Extracted data entries =
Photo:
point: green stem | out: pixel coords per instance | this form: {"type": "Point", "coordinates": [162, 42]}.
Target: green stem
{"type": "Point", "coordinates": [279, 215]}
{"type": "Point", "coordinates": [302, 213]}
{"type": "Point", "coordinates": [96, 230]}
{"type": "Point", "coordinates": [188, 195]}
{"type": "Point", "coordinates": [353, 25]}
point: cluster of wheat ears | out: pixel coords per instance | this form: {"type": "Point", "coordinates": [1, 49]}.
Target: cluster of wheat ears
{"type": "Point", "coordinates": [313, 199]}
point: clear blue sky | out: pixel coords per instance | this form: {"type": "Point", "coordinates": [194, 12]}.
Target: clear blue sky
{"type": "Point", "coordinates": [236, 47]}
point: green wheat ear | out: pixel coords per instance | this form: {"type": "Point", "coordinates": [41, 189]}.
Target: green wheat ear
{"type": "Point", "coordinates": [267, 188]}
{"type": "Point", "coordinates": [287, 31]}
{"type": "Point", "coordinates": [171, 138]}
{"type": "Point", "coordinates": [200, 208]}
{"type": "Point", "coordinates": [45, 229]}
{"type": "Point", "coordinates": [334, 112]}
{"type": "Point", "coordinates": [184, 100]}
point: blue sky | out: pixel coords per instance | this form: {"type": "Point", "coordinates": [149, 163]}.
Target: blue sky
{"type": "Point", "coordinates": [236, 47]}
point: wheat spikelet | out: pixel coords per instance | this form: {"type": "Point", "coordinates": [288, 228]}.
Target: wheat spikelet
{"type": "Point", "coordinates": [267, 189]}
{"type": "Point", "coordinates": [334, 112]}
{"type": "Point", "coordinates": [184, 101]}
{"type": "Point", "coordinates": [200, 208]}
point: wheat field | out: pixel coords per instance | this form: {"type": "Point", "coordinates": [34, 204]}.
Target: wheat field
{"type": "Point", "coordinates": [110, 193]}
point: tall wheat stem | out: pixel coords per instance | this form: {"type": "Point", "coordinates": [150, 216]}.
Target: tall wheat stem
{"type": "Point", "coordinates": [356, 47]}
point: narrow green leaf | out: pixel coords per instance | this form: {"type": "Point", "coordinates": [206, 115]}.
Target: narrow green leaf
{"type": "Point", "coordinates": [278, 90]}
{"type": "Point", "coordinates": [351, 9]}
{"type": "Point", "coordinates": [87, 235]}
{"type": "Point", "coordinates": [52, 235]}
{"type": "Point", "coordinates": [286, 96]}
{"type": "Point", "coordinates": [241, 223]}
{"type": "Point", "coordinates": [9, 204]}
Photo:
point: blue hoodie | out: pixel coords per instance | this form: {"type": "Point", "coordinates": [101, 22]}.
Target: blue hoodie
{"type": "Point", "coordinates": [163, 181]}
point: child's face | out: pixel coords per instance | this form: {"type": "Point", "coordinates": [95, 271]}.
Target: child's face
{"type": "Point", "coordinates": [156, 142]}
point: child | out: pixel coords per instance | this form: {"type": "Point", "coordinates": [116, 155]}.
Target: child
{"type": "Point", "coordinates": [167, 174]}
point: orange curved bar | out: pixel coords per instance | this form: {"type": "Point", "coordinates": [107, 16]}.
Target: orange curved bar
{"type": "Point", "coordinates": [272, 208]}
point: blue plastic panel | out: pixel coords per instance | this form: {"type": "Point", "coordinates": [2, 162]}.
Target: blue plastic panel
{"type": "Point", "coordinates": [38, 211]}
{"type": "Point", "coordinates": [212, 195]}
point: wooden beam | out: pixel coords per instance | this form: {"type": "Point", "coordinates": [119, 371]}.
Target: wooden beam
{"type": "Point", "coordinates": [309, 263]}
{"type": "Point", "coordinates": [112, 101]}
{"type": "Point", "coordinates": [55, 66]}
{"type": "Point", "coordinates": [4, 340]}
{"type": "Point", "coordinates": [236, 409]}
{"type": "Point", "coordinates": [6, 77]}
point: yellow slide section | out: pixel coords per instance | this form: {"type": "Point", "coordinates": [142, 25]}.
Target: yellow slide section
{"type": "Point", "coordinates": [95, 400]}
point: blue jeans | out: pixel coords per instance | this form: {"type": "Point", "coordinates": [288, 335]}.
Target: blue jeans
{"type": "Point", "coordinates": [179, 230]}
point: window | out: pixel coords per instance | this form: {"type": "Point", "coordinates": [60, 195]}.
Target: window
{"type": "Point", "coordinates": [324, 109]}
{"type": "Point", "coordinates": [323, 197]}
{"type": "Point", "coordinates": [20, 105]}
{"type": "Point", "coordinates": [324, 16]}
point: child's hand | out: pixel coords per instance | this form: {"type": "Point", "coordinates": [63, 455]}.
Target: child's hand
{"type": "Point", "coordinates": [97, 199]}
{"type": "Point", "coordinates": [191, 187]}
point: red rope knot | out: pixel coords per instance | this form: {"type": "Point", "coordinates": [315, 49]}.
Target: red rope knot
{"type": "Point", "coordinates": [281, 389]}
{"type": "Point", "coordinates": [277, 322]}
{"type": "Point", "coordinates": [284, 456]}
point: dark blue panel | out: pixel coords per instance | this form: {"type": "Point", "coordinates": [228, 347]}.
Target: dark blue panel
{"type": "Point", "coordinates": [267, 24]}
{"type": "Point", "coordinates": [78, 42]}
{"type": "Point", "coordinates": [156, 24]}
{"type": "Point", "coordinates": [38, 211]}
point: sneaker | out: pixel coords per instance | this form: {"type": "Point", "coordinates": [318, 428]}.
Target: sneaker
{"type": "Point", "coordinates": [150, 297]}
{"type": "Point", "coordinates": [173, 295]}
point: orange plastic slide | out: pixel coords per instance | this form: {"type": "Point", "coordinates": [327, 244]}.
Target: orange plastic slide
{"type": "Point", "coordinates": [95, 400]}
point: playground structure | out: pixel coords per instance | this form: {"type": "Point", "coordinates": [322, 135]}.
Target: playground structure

Brief = Exact copies of all the records are required.

The answer =
Photo:
point: green stem | out: pixel coords per instance | this form: {"type": "Point", "coordinates": [162, 42]}.
Target: green stem
{"type": "Point", "coordinates": [279, 215]}
{"type": "Point", "coordinates": [302, 213]}
{"type": "Point", "coordinates": [96, 230]}
{"type": "Point", "coordinates": [188, 195]}
{"type": "Point", "coordinates": [353, 25]}
point: cluster of wheat ears | out: pixel coords per instance | this form: {"type": "Point", "coordinates": [1, 49]}.
Target: cluster of wheat ears
{"type": "Point", "coordinates": [313, 199]}
point: clear blue sky | out: pixel coords per instance | this form: {"type": "Point", "coordinates": [194, 12]}.
Target: clear blue sky
{"type": "Point", "coordinates": [236, 47]}
point: green wheat ear | out: pixel coords per instance | this form: {"type": "Point", "coordinates": [41, 189]}.
Target: green wheat ear
{"type": "Point", "coordinates": [267, 188]}
{"type": "Point", "coordinates": [287, 31]}
{"type": "Point", "coordinates": [171, 138]}
{"type": "Point", "coordinates": [200, 208]}
{"type": "Point", "coordinates": [45, 229]}
{"type": "Point", "coordinates": [334, 112]}
{"type": "Point", "coordinates": [184, 100]}
point: blue sky | out: pixel coords per instance | this form: {"type": "Point", "coordinates": [149, 163]}.
Target: blue sky
{"type": "Point", "coordinates": [236, 47]}
point: wheat spikelet | out: pixel coords per instance | this form: {"type": "Point", "coordinates": [288, 228]}.
Target: wheat spikelet
{"type": "Point", "coordinates": [267, 189]}
{"type": "Point", "coordinates": [334, 112]}
{"type": "Point", "coordinates": [184, 101]}
{"type": "Point", "coordinates": [200, 208]}
point: wheat field | out: pixel coords per instance | this form: {"type": "Point", "coordinates": [34, 204]}.
Target: wheat field
{"type": "Point", "coordinates": [110, 193]}
point: tall wheat stem | out: pixel coords per instance | this form: {"type": "Point", "coordinates": [150, 216]}.
Target: tall wheat stem
{"type": "Point", "coordinates": [356, 47]}
point: narrow green leaf | out: pixel coords per instance | this form: {"type": "Point", "coordinates": [206, 115]}.
Target: narrow green leaf
{"type": "Point", "coordinates": [278, 90]}
{"type": "Point", "coordinates": [351, 9]}
{"type": "Point", "coordinates": [87, 235]}
{"type": "Point", "coordinates": [52, 235]}
{"type": "Point", "coordinates": [286, 96]}
{"type": "Point", "coordinates": [241, 223]}
{"type": "Point", "coordinates": [9, 204]}
Photo:
point: blue hoodie | out: pixel coords per instance | this form: {"type": "Point", "coordinates": [101, 22]}.
Target: blue hoodie
{"type": "Point", "coordinates": [163, 181]}
point: child's face | out: pixel coords per instance | this form: {"type": "Point", "coordinates": [95, 271]}.
Target: child's face
{"type": "Point", "coordinates": [156, 142]}
point: child | out: pixel coords per instance | this form: {"type": "Point", "coordinates": [116, 155]}.
Target: child
{"type": "Point", "coordinates": [167, 174]}
point: orange curved bar | out: pixel coords per instance | this form: {"type": "Point", "coordinates": [107, 16]}.
Target: orange curved bar
{"type": "Point", "coordinates": [272, 208]}
point: blue plastic panel | out: pixel coords per instance | this form: {"type": "Point", "coordinates": [2, 162]}.
Target: blue plastic panel
{"type": "Point", "coordinates": [38, 211]}
{"type": "Point", "coordinates": [212, 195]}
point: wooden beam | out: pixel coords per instance | this form: {"type": "Point", "coordinates": [119, 371]}.
Target: wooden beam
{"type": "Point", "coordinates": [309, 263]}
{"type": "Point", "coordinates": [112, 101]}
{"type": "Point", "coordinates": [55, 66]}
{"type": "Point", "coordinates": [4, 340]}
{"type": "Point", "coordinates": [236, 409]}
{"type": "Point", "coordinates": [6, 77]}
point: yellow slide section | out: pixel coords per instance | this form: {"type": "Point", "coordinates": [142, 25]}.
Target: yellow slide section
{"type": "Point", "coordinates": [95, 400]}
point: blue jeans | out: pixel coords per instance | this form: {"type": "Point", "coordinates": [288, 335]}.
Target: blue jeans
{"type": "Point", "coordinates": [179, 230]}
point: window | out: pixel coords per instance | this form: {"type": "Point", "coordinates": [60, 195]}.
Target: window
{"type": "Point", "coordinates": [324, 109]}
{"type": "Point", "coordinates": [323, 197]}
{"type": "Point", "coordinates": [20, 105]}
{"type": "Point", "coordinates": [324, 16]}
point: child's hand | out: pixel coords per instance | this form: {"type": "Point", "coordinates": [63, 455]}.
Target: child's hand
{"type": "Point", "coordinates": [97, 199]}
{"type": "Point", "coordinates": [191, 187]}
point: red rope knot | out: pixel coords per instance | this form: {"type": "Point", "coordinates": [315, 49]}.
Target: red rope knot
{"type": "Point", "coordinates": [281, 389]}
{"type": "Point", "coordinates": [277, 322]}
{"type": "Point", "coordinates": [284, 456]}
point: dark blue panel | out: pixel coords per instance | this form: {"type": "Point", "coordinates": [228, 347]}.
Target: dark blue panel
{"type": "Point", "coordinates": [267, 24]}
{"type": "Point", "coordinates": [78, 42]}
{"type": "Point", "coordinates": [156, 24]}
{"type": "Point", "coordinates": [38, 211]}
point: sneaker | out: pixel coords per instance | this form: {"type": "Point", "coordinates": [318, 428]}.
Target: sneaker
{"type": "Point", "coordinates": [150, 297]}
{"type": "Point", "coordinates": [173, 295]}
point: orange plastic slide | out: pixel coords per instance | this form: {"type": "Point", "coordinates": [327, 244]}.
Target: orange plastic slide
{"type": "Point", "coordinates": [95, 400]}
point: playground structure | out: pixel coords per instance | this form: {"type": "Point", "coordinates": [322, 135]}.
Target: playground structure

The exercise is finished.